- _TEXT PROVIDED_
::::

The kernel you created in the previous project has one fatal flaw however - there is no way for users to save data from one period of system uptime to the next. Worse yet, there is not even a way for a program to save data such that it can be restored later by another incarnation of the same program (for example, a simple text editor opening a file created an hour earlier by a user).
This type of data is called persistent data, and one way to achieve it is with a file system. Using various forms of media we can save data so that it can be recovered later, even if the system goes down for some period of time or the accesses are from different processes with disjoint address spaces.
While the file system you will implement in this project is fairly simple, it will increase the utility of your operating system greatly. Users will be able to create files and store data in them. These files will then be available to other processes, even after the system has been rebooted.
Like the kernel project you have just completed, the file system is a
four week project. It will again be very important to adhere to a
reasonable schedule throughout the four weeks to ensure completion of
the project. The file system probably involves the most code out of
the four projects in this course. This causes problems not only in
writing the code, but in finding bugs as well, so be prepared and make
sure you leave time at the end for plenty of debugging.
Goals
The goal of this project set is certainly not to teach the
idiosyncrasies of the x86 architecture (or Intel's
documentation). That said, it will be necessary to become accustomed
to the x86 way of doing things, and the Intel nomenclature, for the
purposes of completing this project set. Just keep in mind that the
x86 way of doing things is not the only way of doing things. It is the
price to be paid for learning the principles of operating systems on a
real world system instead of a simulated architecture.
Important Dates
Monday, March 31st: Project four assigned.
Monday, April 7thth: Checkpoint one.
Monday, April 14th: Checkpoint two.
Monday, April 28th: Project four is due at midnight (Monday night).
Groups
The file system project is a group assignment. You should already be in a group
of two from the previous project. If you are not in a group, or you are
having other group difficulties, send email to staff-412@cs.cmu.edu.
Grading
The primary criteria for grading the file system will be correctness
and robustness. Does the kernel crash if you pass a null
pointer to your write system call? File systems are expected to take
abuse and continue to run.
Although it is not the first thing we will look at, style is also important. Use an appropriate level of commenting, name variables meaningfully and consistently, and try not to resort to global variables when possible. Style is an especially important consideration when dealing with large amounts of code.
It is also our intent that part of the project 4 grade will be based on a face to face interview process. We reserve the right to give partners in a group different project grades if circumstances make that necessary.
Please hand in a design document with your file system. It should talk about all the important design decisions you made, what works, and what does not. If you tell us about something that does not work, it puts you in a better position to be given more partial credit than if you do not tell us and we stumble across it ourselves, because it lets us know that you understand that there is a problem and have spent some nonzero amount of time trying to find it.
Handin
The procedure for handing in project 4 will be the same as it was for
project 3. Look for more specific handin directions closer to the project
due date.

::::

- _EXERCISE INPUT_
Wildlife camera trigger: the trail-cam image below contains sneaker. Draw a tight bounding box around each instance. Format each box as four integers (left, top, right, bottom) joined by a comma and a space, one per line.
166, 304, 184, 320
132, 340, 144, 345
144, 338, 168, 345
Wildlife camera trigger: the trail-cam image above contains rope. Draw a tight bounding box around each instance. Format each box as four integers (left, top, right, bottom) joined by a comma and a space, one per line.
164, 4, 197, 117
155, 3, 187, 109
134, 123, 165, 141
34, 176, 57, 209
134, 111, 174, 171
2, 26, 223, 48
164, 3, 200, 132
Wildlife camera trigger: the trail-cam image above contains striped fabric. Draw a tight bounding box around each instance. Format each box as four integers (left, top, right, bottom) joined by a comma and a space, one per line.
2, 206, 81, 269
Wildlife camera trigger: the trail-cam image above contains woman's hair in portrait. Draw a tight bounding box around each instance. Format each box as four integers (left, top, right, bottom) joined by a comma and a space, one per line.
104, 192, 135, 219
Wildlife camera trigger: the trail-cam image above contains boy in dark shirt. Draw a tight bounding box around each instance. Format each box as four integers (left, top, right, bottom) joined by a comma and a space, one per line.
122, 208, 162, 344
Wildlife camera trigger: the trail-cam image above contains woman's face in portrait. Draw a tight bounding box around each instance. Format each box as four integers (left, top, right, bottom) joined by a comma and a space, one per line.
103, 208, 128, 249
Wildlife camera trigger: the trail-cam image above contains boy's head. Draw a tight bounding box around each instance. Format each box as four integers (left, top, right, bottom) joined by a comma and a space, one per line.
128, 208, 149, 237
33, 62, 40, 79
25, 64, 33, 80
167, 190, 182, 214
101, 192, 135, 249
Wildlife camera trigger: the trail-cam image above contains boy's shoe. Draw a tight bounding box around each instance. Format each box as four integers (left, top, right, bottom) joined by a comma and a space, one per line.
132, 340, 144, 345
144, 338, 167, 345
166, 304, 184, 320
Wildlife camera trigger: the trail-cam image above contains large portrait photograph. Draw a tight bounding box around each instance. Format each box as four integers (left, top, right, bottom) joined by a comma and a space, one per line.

::::

- _SET OF TASKS_
1. From the file system project description, extract the stretch from "Monday, April 28th: Project" through "continue to run." verbatim.
2. Shift the entries from the line containing "contains boy in" through the line containing "101, 192, 135, 249" by rewriting those lines in full, requests included, and adding 91 to every box coordinate in the answers. Give only those lines.

- _ANSWERS TO THE EXERCISES_
1.
Monday, April 28th: Project four is due at midnight (Monday night).
Groups
The file system project is a group assignment. You should already be in a group
of two from the previous project. If you are not in a group, or you are
having other group difficulties, send email to staff-412@cs.cmu.edu.
Grading
The primary criteria for grading the file system will be correctness
and robustness. Does the kernel crash if you pass a null
pointer to your write system call? File systems are expected to take
abuse and continue to run.

2.
Wildlife camera trigger: the trail-cam image above contains boy in dark shirt. Draw a tight bounding box around each instance. Format each box as four integers (left, top, right, bottom) joined by a comma and a space, one per line.
213, 299, 253, 435
Wildlife camera trigger: the trail-cam image above contains woman's face in portrait. Draw a tight bounding box around each instance. Format each box as four integers (left, top, right, bottom) joined by a comma and a space, one per line.
194, 299, 219, 340
Wildlife camera trigger: the trail-cam image above contains boy's head. Draw a tight bounding box around each instance. Format each box as four integers (left, top, right, bottom) joined by a comma and a space, one per line.
219, 299, 240, 328
124, 153, 131, 170
116, 155, 124, 171
258, 281, 273, 305
192, 283, 226, 340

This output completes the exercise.